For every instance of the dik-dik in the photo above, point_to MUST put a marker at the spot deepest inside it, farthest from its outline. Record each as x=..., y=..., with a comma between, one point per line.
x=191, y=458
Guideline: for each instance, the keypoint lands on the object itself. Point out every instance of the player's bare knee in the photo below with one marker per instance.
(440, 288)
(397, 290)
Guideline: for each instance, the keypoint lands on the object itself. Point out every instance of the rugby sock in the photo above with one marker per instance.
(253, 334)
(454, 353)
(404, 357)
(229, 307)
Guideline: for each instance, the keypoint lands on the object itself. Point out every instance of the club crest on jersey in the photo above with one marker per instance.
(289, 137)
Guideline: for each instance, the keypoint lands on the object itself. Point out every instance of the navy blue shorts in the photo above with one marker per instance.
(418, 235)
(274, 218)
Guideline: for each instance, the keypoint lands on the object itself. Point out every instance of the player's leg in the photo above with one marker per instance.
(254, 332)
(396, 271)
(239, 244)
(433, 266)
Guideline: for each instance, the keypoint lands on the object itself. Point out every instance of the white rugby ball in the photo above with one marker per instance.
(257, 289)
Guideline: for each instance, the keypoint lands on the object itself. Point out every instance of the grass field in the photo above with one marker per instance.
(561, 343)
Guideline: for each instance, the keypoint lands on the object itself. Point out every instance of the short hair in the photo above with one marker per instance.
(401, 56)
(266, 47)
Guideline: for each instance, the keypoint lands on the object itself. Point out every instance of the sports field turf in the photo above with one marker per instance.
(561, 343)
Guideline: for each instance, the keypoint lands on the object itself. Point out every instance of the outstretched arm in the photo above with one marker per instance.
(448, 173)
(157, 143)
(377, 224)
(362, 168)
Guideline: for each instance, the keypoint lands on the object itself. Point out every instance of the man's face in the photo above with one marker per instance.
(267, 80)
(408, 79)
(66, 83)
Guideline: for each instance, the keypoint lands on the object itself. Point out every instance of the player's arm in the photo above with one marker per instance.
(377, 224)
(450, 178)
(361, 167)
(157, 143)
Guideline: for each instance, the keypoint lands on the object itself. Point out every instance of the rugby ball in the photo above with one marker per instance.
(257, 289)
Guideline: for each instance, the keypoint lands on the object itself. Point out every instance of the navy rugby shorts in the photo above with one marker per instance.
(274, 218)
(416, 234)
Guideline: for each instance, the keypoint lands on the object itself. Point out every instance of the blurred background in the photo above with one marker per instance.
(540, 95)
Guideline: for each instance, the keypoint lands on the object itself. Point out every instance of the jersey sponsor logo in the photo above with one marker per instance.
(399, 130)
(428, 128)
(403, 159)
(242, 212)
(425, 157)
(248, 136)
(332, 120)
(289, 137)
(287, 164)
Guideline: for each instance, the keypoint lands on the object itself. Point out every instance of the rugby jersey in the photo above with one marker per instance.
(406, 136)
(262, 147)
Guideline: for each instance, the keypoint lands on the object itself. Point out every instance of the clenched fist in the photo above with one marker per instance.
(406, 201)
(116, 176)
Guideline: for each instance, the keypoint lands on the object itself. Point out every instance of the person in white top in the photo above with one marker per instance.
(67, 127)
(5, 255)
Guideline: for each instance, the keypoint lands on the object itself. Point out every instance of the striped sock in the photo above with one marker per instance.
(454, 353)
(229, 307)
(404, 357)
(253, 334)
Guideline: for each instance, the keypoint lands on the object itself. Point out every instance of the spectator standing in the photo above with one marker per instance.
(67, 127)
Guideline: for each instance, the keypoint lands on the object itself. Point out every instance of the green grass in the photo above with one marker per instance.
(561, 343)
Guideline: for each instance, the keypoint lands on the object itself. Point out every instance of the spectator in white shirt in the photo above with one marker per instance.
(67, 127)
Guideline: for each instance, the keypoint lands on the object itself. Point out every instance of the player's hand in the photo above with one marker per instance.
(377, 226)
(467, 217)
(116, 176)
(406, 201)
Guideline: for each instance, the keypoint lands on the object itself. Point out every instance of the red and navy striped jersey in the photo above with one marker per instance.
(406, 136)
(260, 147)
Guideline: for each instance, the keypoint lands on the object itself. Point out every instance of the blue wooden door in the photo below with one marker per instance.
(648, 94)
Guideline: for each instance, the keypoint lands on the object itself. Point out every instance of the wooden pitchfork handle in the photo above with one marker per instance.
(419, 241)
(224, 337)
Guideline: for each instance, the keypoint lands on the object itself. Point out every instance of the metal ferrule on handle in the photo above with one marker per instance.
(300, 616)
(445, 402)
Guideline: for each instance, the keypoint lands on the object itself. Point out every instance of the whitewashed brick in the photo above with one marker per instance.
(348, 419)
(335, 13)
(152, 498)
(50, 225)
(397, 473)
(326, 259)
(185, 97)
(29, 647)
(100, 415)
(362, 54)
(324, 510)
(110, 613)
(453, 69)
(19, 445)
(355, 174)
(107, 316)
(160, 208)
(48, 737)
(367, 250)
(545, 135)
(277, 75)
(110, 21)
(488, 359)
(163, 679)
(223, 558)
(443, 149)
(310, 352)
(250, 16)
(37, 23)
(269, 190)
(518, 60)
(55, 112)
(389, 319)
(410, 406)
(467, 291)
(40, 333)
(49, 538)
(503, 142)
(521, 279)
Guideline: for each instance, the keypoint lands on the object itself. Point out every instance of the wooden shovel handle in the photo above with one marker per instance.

## Required work
Copy all of the entries above word for word, in their original order.

## The response
For every instance of the dik-dik in the photo above, point_to MUST put a marker at the spot deepest inside it, farthest from its outline. Record each as x=..., y=..., with a comma between, one point per line.
x=191, y=458
Guideline: for each instance, the keypoint lands on the object itself. Point out every instance of the player's bare knee in the photo below with one marker per instance.
(440, 288)
(397, 290)
Guideline: for each instance, the keypoint lands on the object itself. Point out every instance of the rugby sock in the photo above with one marker per instance.
(253, 334)
(454, 353)
(404, 357)
(229, 307)
Guideline: for each instance, the keypoint lands on the object itself. Point out every instance of the club crest on jersey in the photo above with one marker per instance.
(289, 137)
Guideline: for each instance, the keypoint lands on the object itself. Point out every instance of the navy blue shorts in the photo above with one marker per instance.
(418, 235)
(274, 218)
Guideline: for each instance, the keypoint lands on the object itself. Point out every instance of the player's leg in the photo above with one marker per instance.
(254, 332)
(396, 271)
(239, 244)
(433, 266)
Guideline: for each instance, the keypoint lands on the object itself. Point out every instance of the white rugby ball in the photo above with one marker per instance.
(257, 289)
Guideline: for each instance, the keypoint lands on the object itself. Point out every instance of the grass field in the photo above with one marker per instance.
(561, 343)
Guideline: for each instance, the keypoint lands on the object itself. Point out every instance of the short hair in the photo above with one marker per instance.
(401, 56)
(266, 47)
Guideline: for each instance, the keypoint lands on the object itself. Point out every instance of the sports field turf in the photo above with one marker per instance.
(561, 343)
Guideline: for each instance, the keypoint lands on the object itself. Point out every instance of the outstretched arm in the photo above with one marker per instance.
(448, 173)
(157, 143)
(377, 224)
(362, 168)
Guideline: for each instance, the keypoint lands on the object itself. Point out every instance of the man's face in the photo above with one marker per instance.
(267, 80)
(408, 79)
(66, 83)
Guideline: for each instance, the keypoint lands on the object itself. Point out every instance of the player's arm in the photo above with one marker per instance.
(377, 224)
(450, 178)
(361, 167)
(157, 143)
Guideline: for each instance, the keypoint lands on the object itself. Point out every instance of the rugby ball in the photo above with one marker per instance.
(257, 289)
Guideline: for each instance, the keypoint lands on the object itself. Point out every instance of the navy rugby shorts in the photo above with one marker per instance.
(274, 218)
(416, 234)
Guideline: for each instance, the keypoint lands on the object itself. Point out every instance of the blurred background in the photo above with one marker per instance.
(540, 95)
Guideline: for each instance, the keypoint lands on the object itself. Point out every instance of the jersey sponsor logo in the photo above with one marker per instance.
(399, 130)
(428, 128)
(403, 159)
(242, 212)
(425, 157)
(248, 136)
(332, 120)
(289, 137)
(287, 164)
Guideline: for each instance, the keypoint lands on the object itself. Point out every instance of the rugby jersey in the photo above with one marker per instance.
(406, 136)
(262, 147)
Guideline: for each instance, the keypoint lands on the object itself. Point out every instance of the clenched fist in the photo above with one marker per instance.
(406, 201)
(116, 176)
Guideline: for each instance, the keypoint lands on the object itself. Point out every instance of the person in white top in the photo above with one marker per instance.
(67, 127)
(5, 255)
Guideline: for each instance, the keypoint lands on the object itself. Point out every instance of the striped sock in the photo above with one marker per instance.
(454, 353)
(229, 307)
(404, 357)
(253, 334)
Guideline: for each instance, the keypoint lands on the object itself. Point out every instance of the spectator standing in the photo above with one marker per instance.
(67, 127)
Guideline: for each instance, the keypoint lands on the object itself. Point out every instance of the green grass in the photo above with one marker per instance.
(561, 343)
Guideline: for each instance, the keypoint lands on the object itself. Point out every instance of the spectator in white shirt in the photo above with one marker per instance.
(67, 127)
Guideline: for each instance, the keypoint lands on the object itself. Point out every instance of the player's hand in the photo above with one marker per instance.
(377, 226)
(467, 217)
(116, 176)
(406, 201)
Guideline: for each instance, the keypoint lands on the object itself. Point out every instance of the red and navy striped jersey in the photo above with one marker per instance.
(406, 136)
(260, 147)
Guideline: for each instance, the keypoint lands on the object itself. Point out every instance of the blue wooden door in the photo below with one marker per instance.
(648, 94)
Guideline: for each instance, the keypoint lands on the object itself. Point out every instance of the wooden pitchfork handle in the photo above with one marker per instance.
(419, 241)
(224, 337)
Guideline: for each instance, the keypoint lands on the object itself. Point out every instance of the metal ferrule on handle in the photo above with one marker per instance.
(300, 616)
(445, 402)
Guideline: for each instance, the keypoint lands on the object itself. Point out every instance of the whitewashed brick in the photo above with one marker per instance.
(348, 419)
(335, 13)
(152, 498)
(50, 225)
(397, 473)
(326, 259)
(185, 97)
(29, 647)
(100, 415)
(362, 54)
(324, 510)
(110, 613)
(453, 69)
(19, 445)
(355, 174)
(107, 316)
(160, 208)
(48, 737)
(367, 250)
(545, 135)
(277, 75)
(110, 21)
(488, 359)
(163, 679)
(223, 558)
(443, 149)
(310, 352)
(250, 16)
(37, 23)
(269, 190)
(518, 60)
(55, 112)
(389, 319)
(410, 406)
(467, 291)
(40, 333)
(49, 538)
(503, 142)
(521, 279)
Guideline: for each instance, the keypoint lands on the object itself. Point out every instance of the wooden shovel handle in the photo above with one marker per instance.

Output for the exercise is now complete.